[To be done]
Update the stretch of the listing from the line that contains "person wearing bucket" through the line that contains "pixel 106 881", replacing "bucket hat" with "baseball cap" and leaving everything else unchanged. Give back only those lines.

*-*-*

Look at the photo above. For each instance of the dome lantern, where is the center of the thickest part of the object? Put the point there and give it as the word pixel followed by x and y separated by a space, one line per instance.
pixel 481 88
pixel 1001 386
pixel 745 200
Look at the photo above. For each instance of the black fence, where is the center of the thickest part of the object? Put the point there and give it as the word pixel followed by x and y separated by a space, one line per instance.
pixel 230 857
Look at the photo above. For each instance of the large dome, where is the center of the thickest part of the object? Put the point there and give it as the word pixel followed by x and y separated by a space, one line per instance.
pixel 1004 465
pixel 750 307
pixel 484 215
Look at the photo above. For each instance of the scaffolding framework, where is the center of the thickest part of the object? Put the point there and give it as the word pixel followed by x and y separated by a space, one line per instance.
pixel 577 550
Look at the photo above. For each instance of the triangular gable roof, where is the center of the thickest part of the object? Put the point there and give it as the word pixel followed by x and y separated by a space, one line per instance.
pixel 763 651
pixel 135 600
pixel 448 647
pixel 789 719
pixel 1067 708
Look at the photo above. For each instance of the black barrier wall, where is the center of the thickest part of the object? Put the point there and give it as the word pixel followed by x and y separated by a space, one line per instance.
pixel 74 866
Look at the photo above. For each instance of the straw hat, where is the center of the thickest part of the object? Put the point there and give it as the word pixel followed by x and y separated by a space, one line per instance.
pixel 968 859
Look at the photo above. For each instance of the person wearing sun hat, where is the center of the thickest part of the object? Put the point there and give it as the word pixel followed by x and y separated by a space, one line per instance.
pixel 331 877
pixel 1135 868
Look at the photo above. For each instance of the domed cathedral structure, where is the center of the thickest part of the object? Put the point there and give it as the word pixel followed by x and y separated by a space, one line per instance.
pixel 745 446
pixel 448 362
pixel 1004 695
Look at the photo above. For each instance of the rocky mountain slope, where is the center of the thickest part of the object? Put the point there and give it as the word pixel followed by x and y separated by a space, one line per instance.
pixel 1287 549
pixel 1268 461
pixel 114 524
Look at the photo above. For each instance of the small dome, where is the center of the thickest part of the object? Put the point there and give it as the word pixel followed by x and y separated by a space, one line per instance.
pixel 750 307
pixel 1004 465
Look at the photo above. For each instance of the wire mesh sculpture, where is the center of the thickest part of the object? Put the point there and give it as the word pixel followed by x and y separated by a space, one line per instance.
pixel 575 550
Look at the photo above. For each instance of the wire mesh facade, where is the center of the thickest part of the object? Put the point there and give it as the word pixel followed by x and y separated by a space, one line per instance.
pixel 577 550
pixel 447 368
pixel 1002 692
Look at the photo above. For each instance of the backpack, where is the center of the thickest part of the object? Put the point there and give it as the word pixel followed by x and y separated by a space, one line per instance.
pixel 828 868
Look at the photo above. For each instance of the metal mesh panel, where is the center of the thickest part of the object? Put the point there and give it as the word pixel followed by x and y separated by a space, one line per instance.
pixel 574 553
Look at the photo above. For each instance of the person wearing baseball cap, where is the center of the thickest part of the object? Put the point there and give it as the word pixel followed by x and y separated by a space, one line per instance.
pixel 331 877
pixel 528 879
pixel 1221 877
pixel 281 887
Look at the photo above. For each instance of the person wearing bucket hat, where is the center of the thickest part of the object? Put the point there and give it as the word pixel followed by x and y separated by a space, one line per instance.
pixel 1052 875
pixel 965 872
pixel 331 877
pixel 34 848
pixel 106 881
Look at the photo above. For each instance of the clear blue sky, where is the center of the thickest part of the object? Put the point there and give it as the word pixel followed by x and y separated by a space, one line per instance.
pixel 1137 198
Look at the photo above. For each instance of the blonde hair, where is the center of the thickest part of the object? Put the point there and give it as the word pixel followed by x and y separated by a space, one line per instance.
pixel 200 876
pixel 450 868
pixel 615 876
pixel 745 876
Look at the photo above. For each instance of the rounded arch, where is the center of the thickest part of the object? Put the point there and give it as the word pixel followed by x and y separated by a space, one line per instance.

*-*-*

[Full response]
Look at the photo above. For each instance of the person wearing baseball cap, where is the center of the thickest part of the object? Put the point there and give it as the word pixel followed by x and y separated by a space, one line per instance.
pixel 1052 875
pixel 965 872
pixel 331 877
pixel 34 848
pixel 106 881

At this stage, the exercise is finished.